#### MATERIAL

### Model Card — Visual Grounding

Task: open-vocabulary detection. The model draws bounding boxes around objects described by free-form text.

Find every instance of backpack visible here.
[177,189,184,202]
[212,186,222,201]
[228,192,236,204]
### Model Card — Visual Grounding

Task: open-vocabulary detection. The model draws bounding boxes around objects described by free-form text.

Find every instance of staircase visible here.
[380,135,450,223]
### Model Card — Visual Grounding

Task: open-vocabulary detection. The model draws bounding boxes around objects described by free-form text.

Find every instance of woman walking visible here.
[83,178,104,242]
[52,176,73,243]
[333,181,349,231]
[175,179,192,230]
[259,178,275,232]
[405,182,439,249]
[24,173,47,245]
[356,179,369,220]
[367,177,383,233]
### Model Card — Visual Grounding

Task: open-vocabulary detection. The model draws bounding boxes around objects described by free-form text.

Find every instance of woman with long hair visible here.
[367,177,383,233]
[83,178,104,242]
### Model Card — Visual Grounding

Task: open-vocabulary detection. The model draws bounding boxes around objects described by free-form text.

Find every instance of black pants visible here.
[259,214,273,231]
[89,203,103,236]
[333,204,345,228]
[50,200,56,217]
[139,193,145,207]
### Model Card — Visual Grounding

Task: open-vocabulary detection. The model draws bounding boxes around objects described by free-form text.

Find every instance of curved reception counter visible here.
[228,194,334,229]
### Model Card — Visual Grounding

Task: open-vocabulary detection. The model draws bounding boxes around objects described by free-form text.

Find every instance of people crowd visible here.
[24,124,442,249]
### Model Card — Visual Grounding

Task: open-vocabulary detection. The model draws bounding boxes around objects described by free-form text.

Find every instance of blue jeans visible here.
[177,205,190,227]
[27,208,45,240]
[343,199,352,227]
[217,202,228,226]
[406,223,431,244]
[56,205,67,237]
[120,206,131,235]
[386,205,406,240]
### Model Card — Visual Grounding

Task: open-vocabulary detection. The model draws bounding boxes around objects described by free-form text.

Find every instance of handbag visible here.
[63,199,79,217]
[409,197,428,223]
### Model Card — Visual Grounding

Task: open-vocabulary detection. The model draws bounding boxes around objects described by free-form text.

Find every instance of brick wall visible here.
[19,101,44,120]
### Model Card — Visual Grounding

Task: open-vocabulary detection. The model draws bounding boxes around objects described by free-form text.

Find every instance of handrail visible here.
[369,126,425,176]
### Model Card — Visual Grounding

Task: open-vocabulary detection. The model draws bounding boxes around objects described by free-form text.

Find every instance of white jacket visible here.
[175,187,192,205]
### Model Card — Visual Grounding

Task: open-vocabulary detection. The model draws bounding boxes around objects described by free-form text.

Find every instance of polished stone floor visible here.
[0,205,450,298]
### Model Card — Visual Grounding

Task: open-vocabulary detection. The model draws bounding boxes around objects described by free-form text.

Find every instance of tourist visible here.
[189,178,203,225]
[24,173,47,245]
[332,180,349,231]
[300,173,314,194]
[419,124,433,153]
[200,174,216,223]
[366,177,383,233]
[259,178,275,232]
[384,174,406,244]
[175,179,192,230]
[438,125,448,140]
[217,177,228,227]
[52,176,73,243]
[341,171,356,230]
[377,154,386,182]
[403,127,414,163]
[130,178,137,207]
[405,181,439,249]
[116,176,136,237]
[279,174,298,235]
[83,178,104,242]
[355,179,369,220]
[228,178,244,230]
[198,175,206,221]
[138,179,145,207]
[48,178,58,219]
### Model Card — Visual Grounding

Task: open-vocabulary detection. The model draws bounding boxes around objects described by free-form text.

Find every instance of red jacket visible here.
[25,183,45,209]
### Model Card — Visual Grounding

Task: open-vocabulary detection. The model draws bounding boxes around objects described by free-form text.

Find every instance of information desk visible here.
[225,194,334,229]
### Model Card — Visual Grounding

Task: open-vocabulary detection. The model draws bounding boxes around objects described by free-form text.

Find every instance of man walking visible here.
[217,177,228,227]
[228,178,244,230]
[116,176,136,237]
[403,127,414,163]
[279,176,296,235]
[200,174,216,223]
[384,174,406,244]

########

REQUIREMENT> Filter the records above, keeping every line that contains the string "woman", with case taken into account.

ANSWER FOR THIS EXERCISE>
Find every instance of woman walking visible here.
Find every instance of woman with long hair visible here.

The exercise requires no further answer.